Referring expression pointing data
———
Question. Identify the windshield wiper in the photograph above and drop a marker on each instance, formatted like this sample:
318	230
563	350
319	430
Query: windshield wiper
———
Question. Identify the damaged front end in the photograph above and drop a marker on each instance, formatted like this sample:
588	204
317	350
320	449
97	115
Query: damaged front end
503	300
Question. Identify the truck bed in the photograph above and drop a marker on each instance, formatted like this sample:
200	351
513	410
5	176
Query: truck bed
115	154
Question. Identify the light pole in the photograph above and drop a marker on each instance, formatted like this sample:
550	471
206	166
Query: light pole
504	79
———
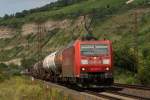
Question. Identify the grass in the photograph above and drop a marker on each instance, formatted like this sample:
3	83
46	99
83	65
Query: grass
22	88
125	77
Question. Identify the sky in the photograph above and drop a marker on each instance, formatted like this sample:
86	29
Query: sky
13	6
———
Try it
Copy out the lines of the data where the string "marker" occurs.

Exercise result
Question. Identify the windshield wiper in the photograph above and drop a marker on each instance, formatted like this sample:
Question. Identify the damaged front end in the photograph above and drop a marker on each instance, formatted like this sample:
Question. Identify the truck bed in the photograph above and drop a marker on each instance, formatted like this sample:
Question. Identify the light pole in the photograph above and drop a marker on each instance, formatted like this sample:
Question. Identify the grass in the photograph above and drop a marker on each instance, formatted like this sample:
Question. Identify the sky in the photograph above and drop a marker on each instance, formatted like this sample:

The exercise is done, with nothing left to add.